§ **Available data**
::::::

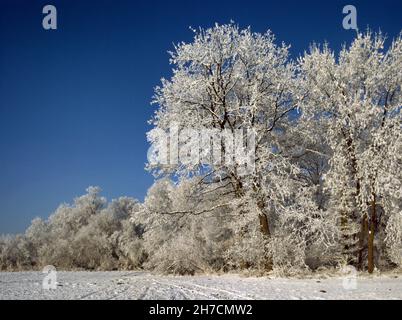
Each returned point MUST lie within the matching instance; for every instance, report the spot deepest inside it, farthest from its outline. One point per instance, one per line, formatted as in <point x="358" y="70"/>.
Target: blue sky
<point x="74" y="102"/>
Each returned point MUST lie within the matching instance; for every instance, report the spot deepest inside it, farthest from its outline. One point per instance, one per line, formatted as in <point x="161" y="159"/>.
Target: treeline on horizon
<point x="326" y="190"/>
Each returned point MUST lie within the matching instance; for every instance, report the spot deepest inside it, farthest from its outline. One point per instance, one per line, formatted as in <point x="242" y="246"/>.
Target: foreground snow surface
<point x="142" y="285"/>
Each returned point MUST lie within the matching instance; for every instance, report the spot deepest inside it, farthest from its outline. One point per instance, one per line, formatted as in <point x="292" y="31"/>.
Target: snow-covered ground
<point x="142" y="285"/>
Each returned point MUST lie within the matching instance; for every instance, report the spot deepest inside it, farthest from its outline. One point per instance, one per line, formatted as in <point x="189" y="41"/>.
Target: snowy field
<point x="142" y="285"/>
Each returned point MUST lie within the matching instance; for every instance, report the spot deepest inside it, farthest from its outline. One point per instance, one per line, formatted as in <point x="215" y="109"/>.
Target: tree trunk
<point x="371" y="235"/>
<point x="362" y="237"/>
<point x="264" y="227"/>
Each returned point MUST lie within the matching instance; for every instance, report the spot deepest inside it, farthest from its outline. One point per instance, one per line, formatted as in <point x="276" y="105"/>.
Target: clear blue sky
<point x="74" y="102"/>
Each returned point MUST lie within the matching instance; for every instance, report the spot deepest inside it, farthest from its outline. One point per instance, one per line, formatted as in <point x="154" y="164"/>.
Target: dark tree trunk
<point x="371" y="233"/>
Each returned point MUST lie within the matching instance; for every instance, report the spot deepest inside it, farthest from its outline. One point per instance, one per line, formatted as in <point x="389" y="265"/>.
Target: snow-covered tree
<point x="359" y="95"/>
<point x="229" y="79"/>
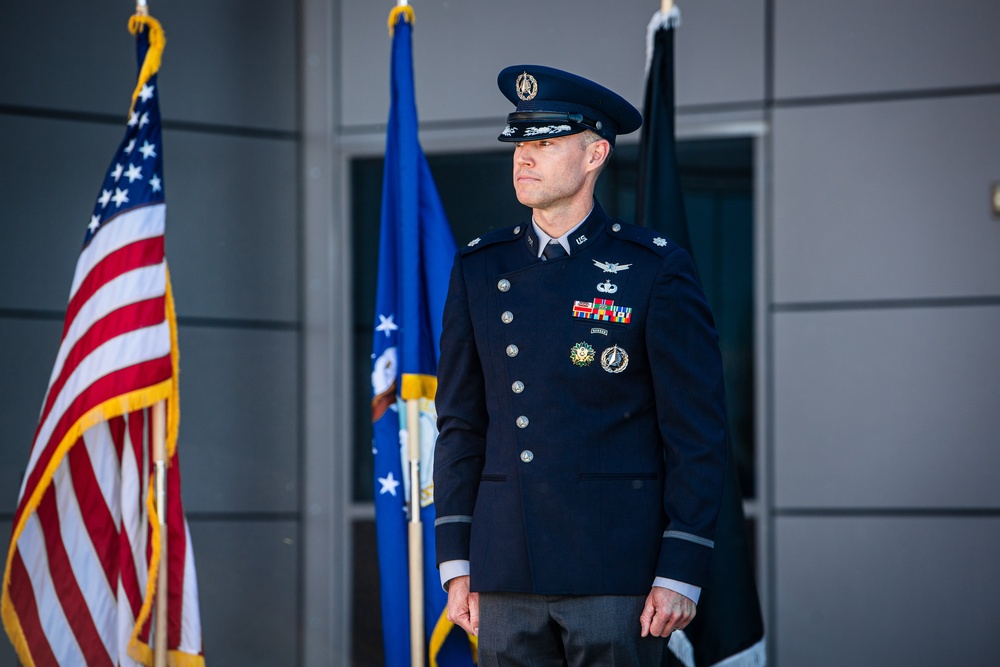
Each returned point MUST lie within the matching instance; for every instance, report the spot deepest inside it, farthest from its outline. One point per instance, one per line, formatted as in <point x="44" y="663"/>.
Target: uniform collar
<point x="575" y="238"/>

::::::

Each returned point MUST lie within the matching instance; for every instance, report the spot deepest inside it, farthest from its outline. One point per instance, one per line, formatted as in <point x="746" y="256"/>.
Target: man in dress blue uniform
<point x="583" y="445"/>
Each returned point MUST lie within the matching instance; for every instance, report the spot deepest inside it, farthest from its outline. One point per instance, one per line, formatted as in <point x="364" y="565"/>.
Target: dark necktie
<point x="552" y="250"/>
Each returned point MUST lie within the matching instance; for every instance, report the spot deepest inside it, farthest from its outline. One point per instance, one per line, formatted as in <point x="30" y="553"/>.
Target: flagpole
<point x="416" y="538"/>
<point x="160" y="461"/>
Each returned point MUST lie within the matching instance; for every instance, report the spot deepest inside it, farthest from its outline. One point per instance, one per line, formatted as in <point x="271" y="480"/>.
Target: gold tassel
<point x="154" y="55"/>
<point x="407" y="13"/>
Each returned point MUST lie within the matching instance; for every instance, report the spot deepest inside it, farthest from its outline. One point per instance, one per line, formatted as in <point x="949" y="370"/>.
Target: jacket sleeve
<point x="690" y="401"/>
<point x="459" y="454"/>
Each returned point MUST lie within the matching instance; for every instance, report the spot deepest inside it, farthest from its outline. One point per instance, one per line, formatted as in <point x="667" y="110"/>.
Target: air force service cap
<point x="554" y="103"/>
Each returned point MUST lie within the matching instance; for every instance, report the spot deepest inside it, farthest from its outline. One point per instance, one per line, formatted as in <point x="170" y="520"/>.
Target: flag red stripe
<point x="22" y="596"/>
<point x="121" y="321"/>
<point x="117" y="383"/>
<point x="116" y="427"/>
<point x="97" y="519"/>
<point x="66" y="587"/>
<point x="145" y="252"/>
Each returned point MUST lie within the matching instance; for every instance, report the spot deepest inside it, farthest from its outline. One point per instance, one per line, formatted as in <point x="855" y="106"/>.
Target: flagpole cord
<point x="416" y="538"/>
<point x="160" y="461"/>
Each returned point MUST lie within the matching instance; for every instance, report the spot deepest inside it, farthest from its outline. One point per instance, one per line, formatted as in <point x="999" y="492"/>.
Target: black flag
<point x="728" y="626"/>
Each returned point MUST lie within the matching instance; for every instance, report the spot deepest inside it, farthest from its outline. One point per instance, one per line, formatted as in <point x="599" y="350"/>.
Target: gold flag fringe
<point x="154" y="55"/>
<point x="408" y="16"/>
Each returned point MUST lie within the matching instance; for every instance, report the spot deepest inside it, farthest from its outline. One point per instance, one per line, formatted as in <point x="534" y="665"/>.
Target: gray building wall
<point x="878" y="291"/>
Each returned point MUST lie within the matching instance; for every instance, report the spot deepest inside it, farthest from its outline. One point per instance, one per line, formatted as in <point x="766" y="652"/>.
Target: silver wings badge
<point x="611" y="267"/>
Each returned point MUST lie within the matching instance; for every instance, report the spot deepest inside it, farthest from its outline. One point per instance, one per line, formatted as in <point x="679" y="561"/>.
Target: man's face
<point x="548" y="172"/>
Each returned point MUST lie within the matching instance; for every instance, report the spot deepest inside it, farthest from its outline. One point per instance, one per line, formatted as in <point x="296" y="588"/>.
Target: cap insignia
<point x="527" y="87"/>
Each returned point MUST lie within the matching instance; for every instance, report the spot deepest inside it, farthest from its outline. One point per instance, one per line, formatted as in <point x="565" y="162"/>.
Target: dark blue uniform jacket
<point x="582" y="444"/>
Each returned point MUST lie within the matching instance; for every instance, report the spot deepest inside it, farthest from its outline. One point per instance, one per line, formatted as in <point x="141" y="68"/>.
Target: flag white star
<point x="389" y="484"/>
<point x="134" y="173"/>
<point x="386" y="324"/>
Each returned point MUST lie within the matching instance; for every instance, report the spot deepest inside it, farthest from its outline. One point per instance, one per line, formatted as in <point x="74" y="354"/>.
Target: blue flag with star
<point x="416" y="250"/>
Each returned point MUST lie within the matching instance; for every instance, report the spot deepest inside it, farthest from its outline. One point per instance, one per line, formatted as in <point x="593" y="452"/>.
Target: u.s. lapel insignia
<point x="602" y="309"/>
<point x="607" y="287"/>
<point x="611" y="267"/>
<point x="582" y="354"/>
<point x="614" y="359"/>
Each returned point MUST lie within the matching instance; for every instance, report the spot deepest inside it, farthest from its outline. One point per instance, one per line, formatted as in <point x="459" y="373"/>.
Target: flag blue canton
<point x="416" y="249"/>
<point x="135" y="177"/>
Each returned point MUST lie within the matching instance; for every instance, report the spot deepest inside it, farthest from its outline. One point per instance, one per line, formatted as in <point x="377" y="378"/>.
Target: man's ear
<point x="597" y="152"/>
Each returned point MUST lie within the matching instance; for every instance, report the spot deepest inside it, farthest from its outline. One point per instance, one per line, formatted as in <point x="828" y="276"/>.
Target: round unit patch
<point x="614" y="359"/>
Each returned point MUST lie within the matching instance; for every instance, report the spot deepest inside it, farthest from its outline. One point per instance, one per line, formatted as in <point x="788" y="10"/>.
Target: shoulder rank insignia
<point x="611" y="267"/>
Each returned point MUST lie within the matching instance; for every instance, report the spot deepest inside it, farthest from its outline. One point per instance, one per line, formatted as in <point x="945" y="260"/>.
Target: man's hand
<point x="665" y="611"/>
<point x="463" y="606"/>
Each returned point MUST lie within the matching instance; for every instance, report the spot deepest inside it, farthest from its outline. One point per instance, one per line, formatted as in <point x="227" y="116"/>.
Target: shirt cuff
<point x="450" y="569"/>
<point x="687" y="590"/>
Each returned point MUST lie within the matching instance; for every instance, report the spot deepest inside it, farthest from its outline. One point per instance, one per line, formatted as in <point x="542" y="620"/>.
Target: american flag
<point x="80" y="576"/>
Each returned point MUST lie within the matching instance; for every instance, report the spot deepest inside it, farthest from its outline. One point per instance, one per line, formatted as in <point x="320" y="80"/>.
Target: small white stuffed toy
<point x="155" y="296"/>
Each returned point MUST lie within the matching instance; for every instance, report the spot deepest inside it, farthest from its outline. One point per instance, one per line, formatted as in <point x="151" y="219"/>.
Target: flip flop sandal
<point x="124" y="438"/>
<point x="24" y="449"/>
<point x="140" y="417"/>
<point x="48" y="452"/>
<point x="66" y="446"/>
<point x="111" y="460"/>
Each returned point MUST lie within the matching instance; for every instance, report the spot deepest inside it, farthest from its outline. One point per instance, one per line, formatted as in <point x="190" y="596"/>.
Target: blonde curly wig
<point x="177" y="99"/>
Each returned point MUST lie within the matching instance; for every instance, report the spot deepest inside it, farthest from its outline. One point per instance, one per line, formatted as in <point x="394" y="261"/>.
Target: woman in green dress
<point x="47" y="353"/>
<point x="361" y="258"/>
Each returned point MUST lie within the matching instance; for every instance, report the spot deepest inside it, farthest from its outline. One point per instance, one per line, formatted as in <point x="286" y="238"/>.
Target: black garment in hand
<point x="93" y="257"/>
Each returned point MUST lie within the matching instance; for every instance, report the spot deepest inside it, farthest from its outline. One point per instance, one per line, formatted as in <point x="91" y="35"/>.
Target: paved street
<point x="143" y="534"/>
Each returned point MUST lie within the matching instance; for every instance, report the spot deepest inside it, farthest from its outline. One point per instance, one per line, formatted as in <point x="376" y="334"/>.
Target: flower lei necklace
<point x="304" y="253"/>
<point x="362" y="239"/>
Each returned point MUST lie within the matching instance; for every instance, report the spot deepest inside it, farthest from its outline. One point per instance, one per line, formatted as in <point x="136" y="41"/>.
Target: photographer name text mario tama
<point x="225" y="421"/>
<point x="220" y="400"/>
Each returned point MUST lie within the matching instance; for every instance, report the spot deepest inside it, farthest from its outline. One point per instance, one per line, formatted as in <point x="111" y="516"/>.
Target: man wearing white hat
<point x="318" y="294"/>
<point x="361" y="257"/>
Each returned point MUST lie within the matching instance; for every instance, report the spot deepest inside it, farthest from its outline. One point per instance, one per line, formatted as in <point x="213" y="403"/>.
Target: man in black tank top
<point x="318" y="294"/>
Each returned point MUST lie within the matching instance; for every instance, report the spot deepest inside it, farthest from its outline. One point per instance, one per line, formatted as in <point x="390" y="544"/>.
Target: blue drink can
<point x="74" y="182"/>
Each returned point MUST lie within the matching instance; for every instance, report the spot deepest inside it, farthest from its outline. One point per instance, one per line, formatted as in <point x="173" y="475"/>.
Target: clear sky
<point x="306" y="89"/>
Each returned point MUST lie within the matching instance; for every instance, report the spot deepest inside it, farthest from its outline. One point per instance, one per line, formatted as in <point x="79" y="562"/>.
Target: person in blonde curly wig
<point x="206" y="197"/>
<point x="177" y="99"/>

::::::

§ **Work instructions**
Please list each line of the data above that contains the string "flagpole", copying every such line in full. Case counts.

§ **Result below**
Target: flagpole
Target: flagpole cord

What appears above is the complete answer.